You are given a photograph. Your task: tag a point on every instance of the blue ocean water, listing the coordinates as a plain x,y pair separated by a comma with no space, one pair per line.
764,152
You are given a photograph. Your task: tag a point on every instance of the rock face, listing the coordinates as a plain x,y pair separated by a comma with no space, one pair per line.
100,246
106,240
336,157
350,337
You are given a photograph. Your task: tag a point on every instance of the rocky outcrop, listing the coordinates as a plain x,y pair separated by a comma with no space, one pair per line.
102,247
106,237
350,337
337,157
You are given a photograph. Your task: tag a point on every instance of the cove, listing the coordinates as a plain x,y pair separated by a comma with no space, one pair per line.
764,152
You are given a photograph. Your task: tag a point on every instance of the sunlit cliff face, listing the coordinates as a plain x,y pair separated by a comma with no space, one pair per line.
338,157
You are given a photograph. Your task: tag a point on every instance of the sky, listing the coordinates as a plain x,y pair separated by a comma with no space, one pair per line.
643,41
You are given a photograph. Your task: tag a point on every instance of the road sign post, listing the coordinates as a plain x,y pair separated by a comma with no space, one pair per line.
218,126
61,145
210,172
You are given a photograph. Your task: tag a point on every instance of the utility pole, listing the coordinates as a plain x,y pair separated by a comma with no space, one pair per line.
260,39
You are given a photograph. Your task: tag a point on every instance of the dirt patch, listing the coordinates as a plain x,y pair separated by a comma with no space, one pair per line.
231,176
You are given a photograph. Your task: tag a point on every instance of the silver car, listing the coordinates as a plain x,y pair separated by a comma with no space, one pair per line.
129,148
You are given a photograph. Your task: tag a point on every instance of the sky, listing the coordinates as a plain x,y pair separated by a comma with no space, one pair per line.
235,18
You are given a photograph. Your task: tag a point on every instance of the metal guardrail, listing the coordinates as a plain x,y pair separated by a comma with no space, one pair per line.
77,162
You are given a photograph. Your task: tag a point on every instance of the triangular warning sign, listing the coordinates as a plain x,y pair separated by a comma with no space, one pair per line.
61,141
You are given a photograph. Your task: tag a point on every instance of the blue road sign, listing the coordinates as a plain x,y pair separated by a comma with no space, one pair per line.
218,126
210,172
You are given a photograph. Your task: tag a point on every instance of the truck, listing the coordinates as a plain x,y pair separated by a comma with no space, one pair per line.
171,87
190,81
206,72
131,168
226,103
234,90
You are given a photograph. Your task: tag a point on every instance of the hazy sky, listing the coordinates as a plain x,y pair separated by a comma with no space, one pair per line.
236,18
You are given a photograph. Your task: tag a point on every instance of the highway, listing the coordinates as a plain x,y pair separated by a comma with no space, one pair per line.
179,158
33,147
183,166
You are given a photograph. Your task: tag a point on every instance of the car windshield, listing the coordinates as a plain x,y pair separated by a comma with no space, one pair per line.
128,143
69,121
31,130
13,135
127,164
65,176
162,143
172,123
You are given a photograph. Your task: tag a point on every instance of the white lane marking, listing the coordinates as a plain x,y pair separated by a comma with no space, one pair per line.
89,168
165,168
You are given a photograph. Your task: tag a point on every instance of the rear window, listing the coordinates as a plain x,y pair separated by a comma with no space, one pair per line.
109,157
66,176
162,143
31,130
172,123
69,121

_ _ _ _ _

AIM OF THE TASK =>
Lay out the lines from the one containing "of the rear" through the end of the records as a JSON list of strings, one string per line, with blank lines omitted.

FINISHED ANSWER =>
[
  "You are given a photograph. Your task: tag a point on every instance of the rear window, listing the coordinates as a plain x,y pair separated by a comma with no space, one pair per line.",
  "109,157",
  "66,176",
  "162,143",
  "31,130",
  "172,123",
  "69,121"
]